**SUPPLIED DATA**
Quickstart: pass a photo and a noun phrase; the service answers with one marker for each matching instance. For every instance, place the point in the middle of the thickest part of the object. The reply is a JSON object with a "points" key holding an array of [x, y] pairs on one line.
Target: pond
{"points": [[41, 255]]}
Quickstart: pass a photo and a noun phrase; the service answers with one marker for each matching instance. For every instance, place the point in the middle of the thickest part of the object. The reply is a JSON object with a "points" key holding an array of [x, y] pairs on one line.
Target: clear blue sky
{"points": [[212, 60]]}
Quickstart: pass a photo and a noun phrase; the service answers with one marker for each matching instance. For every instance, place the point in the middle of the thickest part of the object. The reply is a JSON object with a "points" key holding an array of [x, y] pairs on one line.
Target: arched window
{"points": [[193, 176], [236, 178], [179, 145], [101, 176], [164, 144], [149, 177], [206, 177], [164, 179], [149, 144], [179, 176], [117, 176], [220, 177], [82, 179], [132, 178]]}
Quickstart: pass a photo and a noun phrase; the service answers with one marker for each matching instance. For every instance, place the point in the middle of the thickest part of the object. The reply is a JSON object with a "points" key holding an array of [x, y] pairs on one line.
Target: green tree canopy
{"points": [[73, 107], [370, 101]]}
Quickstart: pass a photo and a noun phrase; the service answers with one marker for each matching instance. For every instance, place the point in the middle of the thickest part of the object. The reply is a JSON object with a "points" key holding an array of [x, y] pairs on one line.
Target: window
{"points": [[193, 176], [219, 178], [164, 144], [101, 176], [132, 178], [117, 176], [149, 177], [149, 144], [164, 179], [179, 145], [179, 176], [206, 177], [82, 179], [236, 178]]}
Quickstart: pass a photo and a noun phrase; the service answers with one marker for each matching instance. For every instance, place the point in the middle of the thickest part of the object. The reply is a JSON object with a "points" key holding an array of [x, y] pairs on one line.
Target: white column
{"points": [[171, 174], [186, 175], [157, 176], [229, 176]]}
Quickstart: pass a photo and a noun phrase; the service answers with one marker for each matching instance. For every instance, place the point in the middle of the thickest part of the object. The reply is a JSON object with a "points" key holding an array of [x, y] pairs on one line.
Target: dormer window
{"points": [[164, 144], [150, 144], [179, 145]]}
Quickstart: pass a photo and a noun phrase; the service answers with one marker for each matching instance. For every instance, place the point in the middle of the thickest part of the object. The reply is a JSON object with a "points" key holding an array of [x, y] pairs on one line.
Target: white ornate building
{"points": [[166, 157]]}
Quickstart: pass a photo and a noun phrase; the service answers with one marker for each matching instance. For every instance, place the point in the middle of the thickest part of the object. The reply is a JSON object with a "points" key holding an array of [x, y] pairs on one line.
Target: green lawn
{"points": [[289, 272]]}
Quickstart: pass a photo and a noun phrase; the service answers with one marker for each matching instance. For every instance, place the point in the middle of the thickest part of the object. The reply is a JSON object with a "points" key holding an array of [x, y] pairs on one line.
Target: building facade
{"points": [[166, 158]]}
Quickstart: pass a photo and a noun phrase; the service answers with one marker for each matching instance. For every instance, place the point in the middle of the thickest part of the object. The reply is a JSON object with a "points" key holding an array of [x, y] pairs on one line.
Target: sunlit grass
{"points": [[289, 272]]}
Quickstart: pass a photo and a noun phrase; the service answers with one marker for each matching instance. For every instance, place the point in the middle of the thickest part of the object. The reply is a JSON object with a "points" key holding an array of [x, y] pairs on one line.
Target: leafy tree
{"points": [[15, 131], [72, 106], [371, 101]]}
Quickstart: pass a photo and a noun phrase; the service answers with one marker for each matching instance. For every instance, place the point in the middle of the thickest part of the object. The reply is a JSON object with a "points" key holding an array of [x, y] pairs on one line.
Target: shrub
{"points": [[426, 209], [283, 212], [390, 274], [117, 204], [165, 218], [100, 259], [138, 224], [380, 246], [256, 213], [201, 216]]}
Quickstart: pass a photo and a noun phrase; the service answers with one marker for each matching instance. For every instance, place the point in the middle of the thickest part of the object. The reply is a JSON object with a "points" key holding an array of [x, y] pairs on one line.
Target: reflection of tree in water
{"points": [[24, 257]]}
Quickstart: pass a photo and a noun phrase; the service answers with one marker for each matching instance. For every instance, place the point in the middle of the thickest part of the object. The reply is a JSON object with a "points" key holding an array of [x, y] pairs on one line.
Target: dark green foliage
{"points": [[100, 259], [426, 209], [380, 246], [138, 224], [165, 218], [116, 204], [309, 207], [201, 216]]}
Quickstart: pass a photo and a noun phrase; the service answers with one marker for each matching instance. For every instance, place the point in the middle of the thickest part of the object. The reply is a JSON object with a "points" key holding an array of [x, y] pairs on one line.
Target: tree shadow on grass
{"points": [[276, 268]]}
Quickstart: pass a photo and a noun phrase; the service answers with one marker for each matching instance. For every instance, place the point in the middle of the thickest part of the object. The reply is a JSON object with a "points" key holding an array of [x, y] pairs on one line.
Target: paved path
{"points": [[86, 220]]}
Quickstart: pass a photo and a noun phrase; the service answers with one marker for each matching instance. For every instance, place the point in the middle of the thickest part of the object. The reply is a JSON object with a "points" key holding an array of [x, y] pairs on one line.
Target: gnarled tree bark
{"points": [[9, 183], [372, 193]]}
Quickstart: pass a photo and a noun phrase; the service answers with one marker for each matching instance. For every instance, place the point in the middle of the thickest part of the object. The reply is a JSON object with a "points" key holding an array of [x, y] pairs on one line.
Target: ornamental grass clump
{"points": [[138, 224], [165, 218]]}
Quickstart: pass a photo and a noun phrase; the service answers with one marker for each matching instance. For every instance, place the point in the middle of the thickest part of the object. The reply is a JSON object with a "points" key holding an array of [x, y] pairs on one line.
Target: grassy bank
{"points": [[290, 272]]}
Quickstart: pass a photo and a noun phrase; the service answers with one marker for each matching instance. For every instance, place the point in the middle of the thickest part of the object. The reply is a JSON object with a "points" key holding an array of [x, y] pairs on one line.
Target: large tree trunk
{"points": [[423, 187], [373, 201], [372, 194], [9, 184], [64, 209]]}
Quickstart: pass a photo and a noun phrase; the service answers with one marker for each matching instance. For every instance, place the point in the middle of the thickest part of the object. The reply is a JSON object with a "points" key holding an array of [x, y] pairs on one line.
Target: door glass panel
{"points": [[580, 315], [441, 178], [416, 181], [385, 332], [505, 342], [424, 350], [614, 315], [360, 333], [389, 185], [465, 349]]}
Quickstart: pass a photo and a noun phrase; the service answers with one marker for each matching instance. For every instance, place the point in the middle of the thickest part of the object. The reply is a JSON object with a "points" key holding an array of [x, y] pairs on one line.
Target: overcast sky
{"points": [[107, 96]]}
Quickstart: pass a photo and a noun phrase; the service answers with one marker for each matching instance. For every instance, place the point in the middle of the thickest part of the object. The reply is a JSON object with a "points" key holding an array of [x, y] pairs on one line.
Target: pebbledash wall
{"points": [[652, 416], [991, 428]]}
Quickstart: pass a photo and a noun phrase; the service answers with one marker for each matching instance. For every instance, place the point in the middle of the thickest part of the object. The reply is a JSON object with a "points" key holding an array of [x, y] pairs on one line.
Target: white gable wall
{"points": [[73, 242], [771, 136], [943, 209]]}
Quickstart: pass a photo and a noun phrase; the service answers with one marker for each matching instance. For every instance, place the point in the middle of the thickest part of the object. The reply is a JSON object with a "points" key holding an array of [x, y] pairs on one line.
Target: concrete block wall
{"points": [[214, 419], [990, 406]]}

**ABOUT THIS EXERCISE**
Give back the entire listing exactly as it was written.

**ANSWER**
Quickstart: pass a photo and a noun phrase; the service answers with one marker for each matching instance. For every instance, place the point in the middle of the thickest part of the object. The reply is a JSON object with a "points" key holding an array of [x, y] pairs on one line.
Target: pond
{"points": [[41, 255]]}
Quickstart: pass a photo and a noun phrase; the service answers with one marker for each matching instance. For every instance, place the point in the middle of the thickest part of the object. The reply is a JSON object with a "points" key holding an array of [x, y] pairs on one line.
Target: clear blue sky
{"points": [[212, 60]]}
Quickstart: pass a photo and a noun phrase; the service answers with one marker for each matching instance. For every instance, place the point in the middle of the thickest part of the object. The reply is a JSON object with a "points" key holding an array of [x, y] pairs on one line.
Target: arched window
{"points": [[193, 176], [236, 178], [179, 145], [101, 176], [164, 144], [149, 177], [206, 177], [164, 179], [149, 144], [179, 176], [117, 176], [220, 177], [82, 179], [132, 178]]}
Quickstart: pass a photo and a noun phrase; the service answers with one marker for each matching instance. For every instance, place the point in the middle of the thickest part of the object. The reply is a JSON object with a "points" key holding an array of [x, y] pairs on one line.
Target: green tree canopy
{"points": [[73, 107], [370, 101]]}
Quickstart: pass a photo and a noun phrase; the service answers with one marker for each matching instance. For every instance, place the point in the middle of the thickest part of the object. The reply is a JSON object with a "points" key holding an array of [x, y] pairs on one line.
Target: window
{"points": [[193, 176], [219, 178], [164, 144], [101, 176], [132, 178], [117, 176], [149, 177], [149, 144], [164, 179], [179, 145], [179, 176], [206, 177], [82, 179], [236, 178]]}
Quickstart: pass a photo and a noun phrase; the service answers with one marker for each matching instance. For every instance, place the point in the middle of the thickest part of the object. The reply is a JSON object with a "points" key holding an array of [x, y] pairs on one line.
Target: white column
{"points": [[171, 174], [186, 175], [157, 176], [229, 176]]}
Quickstart: pass a photo and a noun phrase; the service answers with one marker for each matching instance. For every instance, place the point in the middle of the thickest part of the object. The reply is a JSON object with a "points" key holding an array of [x, y] pairs on one line.
Target: dormer window
{"points": [[164, 144], [150, 144], [179, 145]]}
Quickstart: pass a photo and a noun phrase; the service answers with one marker for each matching instance. For every instance, place the point in the middle of the thickest part of the object. The reply is a JSON object with a "points" key holding an array of [x, y] pairs on one line.
Target: white ornate building
{"points": [[166, 157]]}
Quickstart: pass a photo and a noun phrase; the service answers with one marker for each matching instance. For every instance, place the point in the middle of the thickest part of the object. The reply is a JSON object with a "points" key holding an array of [x, y] pairs on one line.
Target: green lawn
{"points": [[289, 272]]}
Quickstart: pass a photo and a noun phrase; the service answers with one marker for each matching instance. For every instance, place the point in the middle of the thickest part of the object. The reply is a JSON object with a "points" key holding an array of [x, y] pairs on one line.
Target: building facade
{"points": [[166, 158]]}
Quickstart: pass a photo and a noun phrase; the service answers with one marker for each matching instance. For every instance, place the point in the middle of the thickest part of the object. The reply is a JSON object with a "points" key holding an array of [x, y] pairs on one line.
Target: sunlit grass
{"points": [[289, 272]]}
Quickstart: pass a photo and a noun phrase; the service answers with one marker for each matching instance. For every instance, place the point in the middle of the thickest part of the object. The reply is a JSON object with a "points" key holding an array of [x, y] pairs on one line.
Target: leafy tree
{"points": [[15, 131], [72, 106], [371, 101]]}
Quickstart: pass a photo and a noun phrase; the service answers with one marker for each matching instance. For every instance, place the point in the middle of the thickest part of the object. The reply is a JSON object with a "points" key holding an array of [x, y] pairs on one line.
Target: shrub
{"points": [[426, 209], [283, 212], [390, 274], [117, 204], [165, 218], [100, 259], [138, 224], [380, 246], [256, 213], [201, 216]]}
Quickstart: pass a photo and a noun phrase; the service answers with one marker for each matching instance. For every instance, place the point in the middle of the thickest part of the object. The reply is a JSON object with a "points" key holding an array of [x, y] pairs on one line.
Target: reflection of tree in water
{"points": [[24, 257]]}
Quickstart: pass a photo and a noun phrase; the service answers with one marker for each matching instance. For every instance, place the point in the middle of the thickest part of the object. The reply is a JSON object with a "points" key holding an array of [x, y] pairs on one line.
Target: dark green foliage
{"points": [[100, 259], [426, 209], [380, 246], [138, 224], [165, 218], [116, 204], [309, 207], [201, 216]]}
Quickstart: pass a photo and a noun phrase; the service answers with one marker for each matching instance. For every instance, place the point in the middle of the thickest part of the object. The reply is a JSON object with a "points" key holding an array of [x, y] pairs on one line.
Target: tree shadow on grass
{"points": [[276, 268]]}
Quickstart: pass a photo and a noun phrase; the service answers with one marker for each matching instance. For every instance, place the point in the middle of the thickest part of the object. The reply is a JSON object with a "points" key holding an array of [x, y] pairs on one line.
Target: paved path
{"points": [[86, 220]]}
Quickstart: pass a photo and a noun phrase; the service answers with one marker for each matching instance. For every instance, place the point in the middle of the thickest part of the object. The reply is a JSON object with a "points" key holding an array of [x, y] pairs on one line.
Target: gnarled tree bark
{"points": [[9, 183], [372, 193]]}
Quickstart: pass a photo and a noun phrase; the service answers with one marker for each matching instance. For every instance, place the point in the middle of the thickest part of the object. The reply is a JSON object with a "points" key holding an array of [x, y] pairs on one line.
Target: ornamental grass clump
{"points": [[138, 224], [165, 218]]}
Quickstart: pass a photo and a noun phrase; the service answers with one marker for each matching instance. For every instance, place the point in the middle of the thickest part of the object. The reply is a JSON object with a "points" key holding an array of [x, y] pairs on one line.
Target: grassy bank
{"points": [[290, 272]]}
Quickstart: pass a photo and a noun phrase; the service answers with one marker for each matching instance. For every instance, place the point in the middle of the thickest part of the object. The reply is a JSON object with a "points" key holding an array of [x, y] pairs on one line.
Target: large tree trunk
{"points": [[423, 187], [373, 201], [372, 194], [9, 184], [64, 209]]}
Quickstart: pass a photo and a noun phrase; the service answers with one marker for each matching instance. For every instance, place the point in the middle of the thickest part of the object. The reply is a JSON object with a "points" key holding an array of [x, y] pairs on one line.
Target: door glass panel
{"points": [[580, 315], [441, 178], [416, 181], [385, 332], [505, 342], [424, 350], [614, 315], [360, 333], [389, 185], [465, 349]]}
Quickstart: pass a photo and a noun phrase; the service answers with one marker for each matching instance. For every instance, place the point in the middle of the thickest part of the object. The reply is a JSON object with a "points" key holding an array of [x, y] pairs on one line.
Target: overcast sky
{"points": [[107, 96]]}
Quickstart: pass a photo and a noun phrase; the service answers with one marker for each matching instance. For every instance, place the point in the middle of the thickest part of the object. The reply is a JSON object with a "points" key holding an array of [x, y] pairs on one line.
Target: pebbledash wall
{"points": [[652, 416], [991, 428]]}
Quickstart: pass a photo and a noun phrase; the service answers with one marker for each matching instance. For every instance, place the point in the middle of the thickest part of the object. The reply is a JSON object with a "points" key holding an array of [x, y] pairs on one line.
Target: white gable wall
{"points": [[73, 242], [771, 136], [943, 209]]}
Quickstart: pass a photo and a noun phrase; the service answers with one marker for each matching instance. For every instance, place the point in the middle of the thickest part of the object. The reply is a JSON object with a "points" key holding an array of [x, y] pairs on one line.
Target: concrete block wall
{"points": [[214, 419], [990, 406]]}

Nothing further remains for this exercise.